文本摘录:
圆.txt

ACM资料大集合

#include <math.h>
#define eps 1e-8
struct point{double x,y;};

double xmult(point p1,point p2,point p0){
	return (p1.x-p0.x)*(p2.y-p0.y)-(p2.x-p0.x)*(p1.y-p0.y);
}

double distance(point p1,point p2){
	return sqrt((p1.x-p2.x)*(p1.x-p2.x)+(p1.y-p2.y)*(p1.y-p2.y));
}

double disptoline(point p,point l1,point l2){
	return fabs(xmult(p,l1,l2))/distance(l1,l2);
}

point intersection(point u1,point u2,point v1,point v2){
	point ret=u1;
	double t=((u1.x-v1.x)*(v1.y-v2.y)-(u1.y-v1.y)*(v1.x-v2.x))

数据条目:
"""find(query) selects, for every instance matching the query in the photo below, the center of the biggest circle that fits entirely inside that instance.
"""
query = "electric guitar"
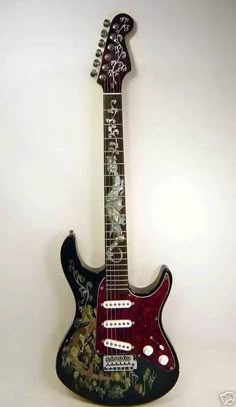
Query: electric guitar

任务说明: 把上文的计算几何代码从头到尾逐字抄录一遍，不做任何改动。

完成结果:
圆.txt

ACM资料大集合

#include <math.h>
#define eps 1e-8
struct point{double x,y;};

double xmult(point p1,point p2,point p0){
	return (p1.x-p0.x)*(p2.y-p0.y)-(p2.x-p0.x)*(p1.y-p0.y);
}

double distance(point p1,point p2){
	return sqrt((p1.x-p2.x)*(p1.x-p2.x)+(p1.y-p2.y)*(p1.y-p2.y));
}

double disptoline(point p,point l1,point l2){
	return fabs(xmult(p,l1,l2))/distance(l1,l2);
}

point intersection(point u1,point u2,point v1,point v2){
	point ret=u1;
	double t=((u1.x-v1.x)*(v1.y-v2.y)-(u1.y-v1.y)*(v1.x-v2.x))